§ **TASKS TO CARRY OUT**:
A – Please list every quantity in the C1 specimen results below that is given with a unit of measure.
B – Summarize the C1 specimen results below in two sentences.

§ **TEXT EXTRACT**:
_____

4.1. Test results for the C1 specimen
The C1 (control) element was tested to failure. Up to 700 kN just a single crack formed,
starting from the re-entrant corner at an angle of 60° with respect to the longitudinal axis of
the beam. As the load increased, several additional cracks formed, and finally cracks were
uniformly distributed around the re-entrant corner, as shown in Fig. 8a. The test was stopped
at 1600 kN, when a displacement of 30 mm was registered. This relatively high deformation
was due to yielding of the tensile reinforcement and local crushing of the compressed
concrete under the supports. At that moment the major measured crack was 3.5 mm wide, see
Fig. 8b. The strain gauges attached to the reinforcements did not function during this test.

_____

§ **GIVEN DATA**:
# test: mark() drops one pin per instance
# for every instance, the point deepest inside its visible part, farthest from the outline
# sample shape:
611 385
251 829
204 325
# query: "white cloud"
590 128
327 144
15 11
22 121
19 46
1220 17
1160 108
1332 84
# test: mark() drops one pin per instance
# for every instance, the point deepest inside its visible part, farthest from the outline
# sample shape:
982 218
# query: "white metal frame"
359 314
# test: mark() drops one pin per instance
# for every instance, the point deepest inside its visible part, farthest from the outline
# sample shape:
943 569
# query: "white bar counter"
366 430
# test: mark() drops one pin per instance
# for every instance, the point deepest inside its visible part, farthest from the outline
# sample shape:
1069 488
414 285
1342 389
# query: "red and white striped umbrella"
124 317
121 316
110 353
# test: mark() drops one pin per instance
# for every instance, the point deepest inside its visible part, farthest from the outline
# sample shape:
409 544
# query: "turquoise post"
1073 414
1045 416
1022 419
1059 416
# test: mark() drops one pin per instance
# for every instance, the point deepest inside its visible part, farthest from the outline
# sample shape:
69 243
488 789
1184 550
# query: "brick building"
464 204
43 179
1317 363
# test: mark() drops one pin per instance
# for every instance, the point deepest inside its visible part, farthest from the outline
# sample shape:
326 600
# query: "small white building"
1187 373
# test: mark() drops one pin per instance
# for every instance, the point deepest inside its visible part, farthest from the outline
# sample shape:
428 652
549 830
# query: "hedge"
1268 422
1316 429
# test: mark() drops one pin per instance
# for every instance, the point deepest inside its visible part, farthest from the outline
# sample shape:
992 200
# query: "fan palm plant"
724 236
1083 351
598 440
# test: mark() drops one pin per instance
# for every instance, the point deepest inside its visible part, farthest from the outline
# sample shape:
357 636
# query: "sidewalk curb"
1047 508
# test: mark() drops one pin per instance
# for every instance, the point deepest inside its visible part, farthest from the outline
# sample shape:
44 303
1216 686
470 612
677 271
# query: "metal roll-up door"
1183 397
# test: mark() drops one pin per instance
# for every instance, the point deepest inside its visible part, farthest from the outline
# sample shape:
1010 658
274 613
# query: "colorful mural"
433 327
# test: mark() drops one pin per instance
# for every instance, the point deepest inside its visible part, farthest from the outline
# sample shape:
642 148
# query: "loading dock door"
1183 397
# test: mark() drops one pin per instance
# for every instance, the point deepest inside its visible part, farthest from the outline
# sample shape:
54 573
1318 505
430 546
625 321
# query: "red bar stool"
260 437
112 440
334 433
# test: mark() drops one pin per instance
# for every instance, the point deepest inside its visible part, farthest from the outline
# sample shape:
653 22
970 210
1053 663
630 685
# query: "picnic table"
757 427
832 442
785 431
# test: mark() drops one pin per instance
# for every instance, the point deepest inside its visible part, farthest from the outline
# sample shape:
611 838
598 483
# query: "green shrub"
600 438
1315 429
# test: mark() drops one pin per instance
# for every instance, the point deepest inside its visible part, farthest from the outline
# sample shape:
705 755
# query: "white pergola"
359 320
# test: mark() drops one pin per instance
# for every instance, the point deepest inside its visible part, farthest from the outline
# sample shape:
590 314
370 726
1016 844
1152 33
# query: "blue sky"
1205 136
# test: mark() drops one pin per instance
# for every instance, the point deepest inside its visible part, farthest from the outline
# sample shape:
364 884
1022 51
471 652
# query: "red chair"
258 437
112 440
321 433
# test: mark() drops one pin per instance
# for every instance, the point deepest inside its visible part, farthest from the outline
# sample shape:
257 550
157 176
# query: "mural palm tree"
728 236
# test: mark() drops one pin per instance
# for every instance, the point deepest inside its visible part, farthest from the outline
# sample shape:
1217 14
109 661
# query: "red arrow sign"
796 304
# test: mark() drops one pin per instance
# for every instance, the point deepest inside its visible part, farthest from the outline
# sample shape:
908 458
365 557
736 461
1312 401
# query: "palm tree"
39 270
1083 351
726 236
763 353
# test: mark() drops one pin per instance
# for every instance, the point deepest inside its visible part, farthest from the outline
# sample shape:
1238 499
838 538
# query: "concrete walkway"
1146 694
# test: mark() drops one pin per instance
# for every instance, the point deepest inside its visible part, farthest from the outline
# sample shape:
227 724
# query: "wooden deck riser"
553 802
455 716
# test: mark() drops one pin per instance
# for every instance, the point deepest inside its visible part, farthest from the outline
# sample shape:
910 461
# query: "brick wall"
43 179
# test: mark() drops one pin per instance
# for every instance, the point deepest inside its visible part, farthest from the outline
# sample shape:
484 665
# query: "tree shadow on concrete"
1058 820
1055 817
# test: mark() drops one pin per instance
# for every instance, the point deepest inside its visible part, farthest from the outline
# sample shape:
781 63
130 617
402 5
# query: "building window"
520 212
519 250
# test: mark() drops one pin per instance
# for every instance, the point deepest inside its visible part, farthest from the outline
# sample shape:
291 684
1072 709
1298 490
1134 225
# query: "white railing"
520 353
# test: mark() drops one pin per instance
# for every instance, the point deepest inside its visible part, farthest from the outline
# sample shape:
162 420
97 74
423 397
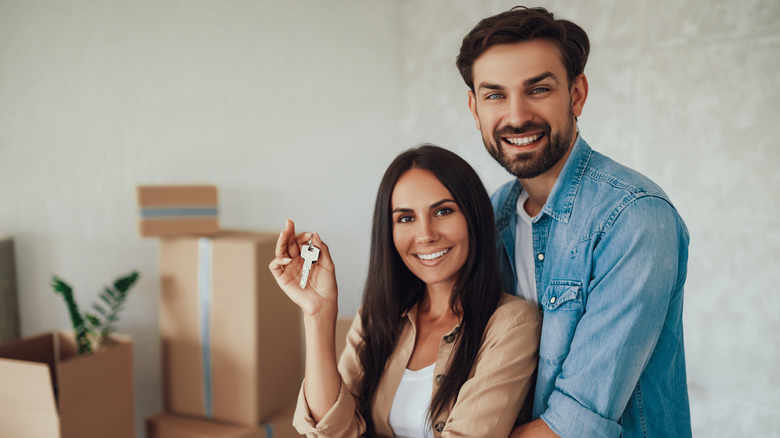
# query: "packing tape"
177 212
204 296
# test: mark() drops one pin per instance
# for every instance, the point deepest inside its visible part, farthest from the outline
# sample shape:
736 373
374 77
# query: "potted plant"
90 329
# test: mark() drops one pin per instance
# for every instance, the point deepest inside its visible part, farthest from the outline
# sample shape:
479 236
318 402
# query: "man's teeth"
524 140
435 255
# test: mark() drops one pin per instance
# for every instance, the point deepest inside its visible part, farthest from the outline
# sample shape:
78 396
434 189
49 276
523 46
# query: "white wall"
290 108
295 108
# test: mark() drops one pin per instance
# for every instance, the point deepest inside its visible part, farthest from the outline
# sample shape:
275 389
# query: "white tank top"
409 413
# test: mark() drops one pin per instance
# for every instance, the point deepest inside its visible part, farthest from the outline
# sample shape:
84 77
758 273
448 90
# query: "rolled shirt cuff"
567 418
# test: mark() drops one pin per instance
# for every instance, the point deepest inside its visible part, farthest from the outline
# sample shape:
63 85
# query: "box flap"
27 407
172 426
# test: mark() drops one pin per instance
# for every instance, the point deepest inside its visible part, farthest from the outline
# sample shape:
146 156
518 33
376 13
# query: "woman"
437 349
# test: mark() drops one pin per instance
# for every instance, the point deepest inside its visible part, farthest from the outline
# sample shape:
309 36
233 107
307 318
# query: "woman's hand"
320 298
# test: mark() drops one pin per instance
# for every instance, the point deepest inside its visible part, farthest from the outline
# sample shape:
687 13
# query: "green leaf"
100 309
60 286
94 320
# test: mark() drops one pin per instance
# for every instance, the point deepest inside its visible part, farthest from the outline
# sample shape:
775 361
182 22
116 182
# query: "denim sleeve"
635 264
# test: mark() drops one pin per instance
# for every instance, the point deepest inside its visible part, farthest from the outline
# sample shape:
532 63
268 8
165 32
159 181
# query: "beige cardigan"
488 402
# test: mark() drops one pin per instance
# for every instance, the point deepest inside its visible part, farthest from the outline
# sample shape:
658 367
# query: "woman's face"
429 229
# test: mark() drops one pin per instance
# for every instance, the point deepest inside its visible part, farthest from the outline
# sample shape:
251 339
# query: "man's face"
524 107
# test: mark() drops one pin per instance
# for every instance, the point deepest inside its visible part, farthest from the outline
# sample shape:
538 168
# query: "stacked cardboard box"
48 390
177 210
231 339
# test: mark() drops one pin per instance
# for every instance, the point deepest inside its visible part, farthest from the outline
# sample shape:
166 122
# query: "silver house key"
310 255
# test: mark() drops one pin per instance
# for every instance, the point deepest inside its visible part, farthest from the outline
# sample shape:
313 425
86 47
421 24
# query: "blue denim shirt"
610 252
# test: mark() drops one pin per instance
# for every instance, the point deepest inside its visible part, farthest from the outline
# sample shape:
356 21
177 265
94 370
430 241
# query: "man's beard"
531 164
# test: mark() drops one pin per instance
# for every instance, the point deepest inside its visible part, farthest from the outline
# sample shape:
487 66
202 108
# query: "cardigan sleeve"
343 418
489 401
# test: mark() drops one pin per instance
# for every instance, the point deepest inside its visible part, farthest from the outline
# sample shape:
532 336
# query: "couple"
596 251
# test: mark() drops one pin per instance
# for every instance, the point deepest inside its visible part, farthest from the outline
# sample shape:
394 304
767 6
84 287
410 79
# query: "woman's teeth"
523 141
435 255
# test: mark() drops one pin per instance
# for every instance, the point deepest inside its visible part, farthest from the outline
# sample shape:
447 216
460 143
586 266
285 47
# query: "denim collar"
561 199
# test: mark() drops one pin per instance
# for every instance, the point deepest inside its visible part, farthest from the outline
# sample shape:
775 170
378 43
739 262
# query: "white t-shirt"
524 253
409 413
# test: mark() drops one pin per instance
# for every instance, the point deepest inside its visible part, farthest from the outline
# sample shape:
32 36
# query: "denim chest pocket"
562 304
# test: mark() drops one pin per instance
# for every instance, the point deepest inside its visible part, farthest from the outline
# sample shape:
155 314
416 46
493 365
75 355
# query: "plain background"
294 109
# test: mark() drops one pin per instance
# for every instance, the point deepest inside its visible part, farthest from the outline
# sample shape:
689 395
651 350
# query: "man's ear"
579 94
473 108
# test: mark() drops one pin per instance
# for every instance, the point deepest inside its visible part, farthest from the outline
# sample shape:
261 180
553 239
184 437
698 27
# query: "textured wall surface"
288 107
294 109
688 93
9 302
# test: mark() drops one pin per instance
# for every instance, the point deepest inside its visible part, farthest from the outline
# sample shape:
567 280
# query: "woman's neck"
436 302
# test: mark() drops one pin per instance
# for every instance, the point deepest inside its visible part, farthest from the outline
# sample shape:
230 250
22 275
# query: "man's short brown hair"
524 24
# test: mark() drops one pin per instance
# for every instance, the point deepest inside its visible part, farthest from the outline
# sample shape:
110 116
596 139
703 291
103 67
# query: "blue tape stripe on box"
159 213
204 295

_____

§ **RESPONSE LIST**:
A –
700 kN
60°
1600 kN
30 mm
3.5 mm

B – The C1 control element was tested to failure: a single crack formed from the re-entrant corner up to 700 kN, and more cracks followed until they were uniformly distributed around that corner. The test stopped at 1600 kN with a displacement of 30 mm, caused by yielding of the tensile reinforcement and local crushing of the concrete under the supports, and the major crack was then 3.5 mm wide.